───── ENTRIES ─────
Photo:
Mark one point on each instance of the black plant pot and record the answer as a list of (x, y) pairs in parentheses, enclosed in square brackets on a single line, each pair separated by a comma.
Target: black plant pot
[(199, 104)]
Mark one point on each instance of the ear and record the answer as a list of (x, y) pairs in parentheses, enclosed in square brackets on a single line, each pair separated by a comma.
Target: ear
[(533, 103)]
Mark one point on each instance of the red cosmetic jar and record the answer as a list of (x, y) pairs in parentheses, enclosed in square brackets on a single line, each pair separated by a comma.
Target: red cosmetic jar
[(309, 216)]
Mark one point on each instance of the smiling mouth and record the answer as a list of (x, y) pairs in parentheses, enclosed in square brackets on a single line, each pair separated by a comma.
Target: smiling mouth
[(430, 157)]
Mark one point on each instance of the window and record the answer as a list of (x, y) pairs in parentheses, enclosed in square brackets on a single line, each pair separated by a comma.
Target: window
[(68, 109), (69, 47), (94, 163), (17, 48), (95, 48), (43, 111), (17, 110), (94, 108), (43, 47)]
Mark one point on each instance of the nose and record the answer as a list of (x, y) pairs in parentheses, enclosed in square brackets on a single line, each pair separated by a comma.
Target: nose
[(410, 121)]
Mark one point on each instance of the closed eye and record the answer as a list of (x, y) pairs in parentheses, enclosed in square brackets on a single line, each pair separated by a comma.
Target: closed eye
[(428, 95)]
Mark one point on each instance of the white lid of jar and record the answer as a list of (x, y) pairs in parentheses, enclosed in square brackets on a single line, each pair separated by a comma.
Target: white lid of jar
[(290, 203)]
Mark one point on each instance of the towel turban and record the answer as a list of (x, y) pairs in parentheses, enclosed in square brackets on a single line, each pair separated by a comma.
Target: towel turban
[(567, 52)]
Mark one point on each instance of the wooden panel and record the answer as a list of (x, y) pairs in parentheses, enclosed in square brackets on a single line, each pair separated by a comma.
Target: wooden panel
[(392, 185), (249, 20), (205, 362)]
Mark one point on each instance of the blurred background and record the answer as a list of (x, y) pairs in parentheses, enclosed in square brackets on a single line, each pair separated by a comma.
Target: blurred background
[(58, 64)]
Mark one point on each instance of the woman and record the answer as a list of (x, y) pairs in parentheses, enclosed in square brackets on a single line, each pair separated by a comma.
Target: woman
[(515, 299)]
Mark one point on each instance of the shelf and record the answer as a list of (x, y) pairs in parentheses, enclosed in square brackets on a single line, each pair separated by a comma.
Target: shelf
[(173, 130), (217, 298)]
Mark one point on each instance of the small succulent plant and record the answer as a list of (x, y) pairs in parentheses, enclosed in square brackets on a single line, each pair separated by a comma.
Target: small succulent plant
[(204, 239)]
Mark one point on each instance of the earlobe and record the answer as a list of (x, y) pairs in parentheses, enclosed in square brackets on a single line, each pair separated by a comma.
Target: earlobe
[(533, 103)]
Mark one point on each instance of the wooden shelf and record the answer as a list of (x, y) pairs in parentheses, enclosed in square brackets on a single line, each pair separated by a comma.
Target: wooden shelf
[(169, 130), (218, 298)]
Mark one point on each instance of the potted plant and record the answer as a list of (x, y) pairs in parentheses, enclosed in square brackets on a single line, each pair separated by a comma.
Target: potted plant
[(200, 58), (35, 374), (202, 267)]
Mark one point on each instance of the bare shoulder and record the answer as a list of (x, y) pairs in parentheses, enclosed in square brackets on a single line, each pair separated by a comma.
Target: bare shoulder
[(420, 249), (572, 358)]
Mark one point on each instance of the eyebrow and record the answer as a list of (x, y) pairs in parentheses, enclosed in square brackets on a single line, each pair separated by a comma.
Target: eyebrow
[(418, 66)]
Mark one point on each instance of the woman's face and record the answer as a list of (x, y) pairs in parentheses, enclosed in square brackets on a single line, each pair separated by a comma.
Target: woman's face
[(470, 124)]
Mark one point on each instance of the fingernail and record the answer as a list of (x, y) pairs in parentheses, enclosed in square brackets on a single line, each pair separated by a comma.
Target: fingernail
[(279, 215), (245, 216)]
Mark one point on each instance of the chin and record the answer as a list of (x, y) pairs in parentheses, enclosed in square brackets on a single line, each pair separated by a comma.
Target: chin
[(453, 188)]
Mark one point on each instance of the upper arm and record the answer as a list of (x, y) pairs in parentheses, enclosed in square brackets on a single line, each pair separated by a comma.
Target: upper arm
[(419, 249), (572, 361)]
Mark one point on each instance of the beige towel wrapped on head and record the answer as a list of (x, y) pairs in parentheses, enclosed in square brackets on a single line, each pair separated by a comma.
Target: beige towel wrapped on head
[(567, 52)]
─────
## STATED GOAL
Set down all of the records above again, word for word and without any change.

## IN RESPONSE
Photo:
Mark one point on each instance of the black plant pot and record the answer as a list of (x, y) pairs in parentheses, enclosed in square brackets on a single line, each pair separated by a comma.
Target: black plant pot
[(199, 104)]
Mark one point on each instance of the ear and record the answer as a list of (x, y) pairs in parentheses, enclosed in square brackets on a single line, each pair separated by a comma.
Target: ear
[(533, 103)]
Mark one point on each instance of the red cosmetic jar and record the answer as a list of (x, y) pairs in parentheses, enclosed in square brackets on a single line, each pair separated by a comma.
Target: red cosmetic jar
[(309, 216)]
Mark one point on each instance of the smiling mouth and record the answer as a list of (x, y) pairs in parentheses, enclosed in square brackets on a single line, each pair separated by a comma.
Target: smiling mouth
[(430, 157)]
Mark one point on each instance of the window and record the answer as a list of (x, y) pairs in parentheses, enclosed in square brackets on a single line, each pair separated by a comma.
Target: window
[(68, 109), (69, 47), (94, 163), (17, 48), (95, 48), (43, 111), (17, 110), (94, 108), (43, 47)]
Mark one point on each instance of the nose and record the answer as a list of (x, y) pairs in parentheses, enclosed in square brackets on a single line, each pair separated by a comma.
Target: nose
[(410, 121)]
Mark one point on each instance of the closed eye and record the answer as a list of (x, y) pairs in parentheses, enclosed in square brackets on a single line, each pair separated by a comma.
Target: closed eye
[(428, 95)]
Mark one point on each instance of the white lid of jar and record the answer as a list of (x, y) pairs in parentheses, enclosed in square brackets on a single line, each pair separated by a comma.
Target: white lid of jar
[(290, 203)]
Mark one point on each instance of the towel turban and record the answer as a list of (x, y) pairs in parentheses, enclosed in square brackets on a single line, each pair separated by a comma.
Target: towel turban
[(567, 52)]
Mark one point on each instance of the wooden panel and record the answer as a list of (x, y) pairs in parentheses, enclosed in square brackets on a single line, each pair separated by a comma.
Target: wooden panel
[(392, 185), (249, 20), (205, 362)]
Mark one point on each instance of the blurred background and record the answer as a list of (x, y) pairs in parentheses, enclosed in square brackets on a single line, each pair separated by a comma.
Target: blurred background
[(58, 64)]
Mark one point on each instance of the woman and record the answer as a list of (x, y) pairs in parentheses, enclosed in square brackets on a single line, each pair separated by a comma.
Target: woman
[(515, 299)]
Mark one point on each instance of the shelf and record the answer as a list of (x, y) pairs in parentheses, enclosed in square brackets on a single line, each pair separated by a comma.
Target: shelf
[(173, 130), (217, 298)]
Mark one point on each instance of the small succulent plant and record the answer as a list of (x, y) pairs in parentheses, enclosed in square brackets on a single line, each pair separated by a comma.
Target: small succulent plant
[(204, 239)]
Mark one point on each instance of the earlobe and record the answer as a list of (x, y) pairs in parentheses, enclosed in square brackets on a single line, each pair separated by a comma.
Target: earlobe
[(533, 103)]
Mark one point on each instance of the wooden shelf and record the answer as a list of (x, y) pairs in parentheses, enclosed in square brackets on a single line, each pair separated by a comma.
Target: wooden shelf
[(169, 130), (218, 298)]
Mark one point on each instance of the potted plant and record the answer as a list of (x, y) pairs in parentheses, enclosed in square brackets on a single line, each pair separated by a comma.
Target: potted plant
[(200, 58), (35, 374), (202, 267)]
Mark one point on each instance of the bare shoulder and record the answer as a list of (x, y) pairs in parentheses, enclosed in square brackets on a single line, each pair separated by a comma.
Target: bare shoulder
[(420, 249), (572, 358)]
Mark one point on each instance of the eyebrow and record the answer as a list of (x, y) pairs in parentheses, enclosed in square brackets on a single line, each pair separated by a comma.
Target: eyebrow
[(418, 66)]
Mark one point on each instance of the woman's face and record the answer as a list of (x, y) pairs in parentheses, enclosed in square brackets on a single line, each pair separated by a comma.
Target: woman's face
[(470, 124)]
Mark one point on each instance of the fingernail and record the answer as a list of (x, y) pairs in parentheses, enclosed in square brackets on a single line, each pair separated by a comma.
Target: fingernail
[(279, 215), (245, 216)]
Mark one point on each instance of the chin and record the answer as a list of (x, y) pairs in parentheses, enclosed in square brackets on a single line, each pair separated by a comma.
Target: chin
[(453, 188)]
Mark one point on each instance of the upper arm and record the answer as a list of (x, y) pairs in parentheses, enclosed in square brackets on a single line, each pair separated by a comma.
Target: upper arm
[(419, 249), (572, 361)]
Mark one point on each instance of the beige towel wrapped on head and record the answer as a list of (x, y) pairs in parentheses, enclosed in square brackets on a single line, each pair separated by a comma.
Target: beige towel wrapped on head
[(567, 52)]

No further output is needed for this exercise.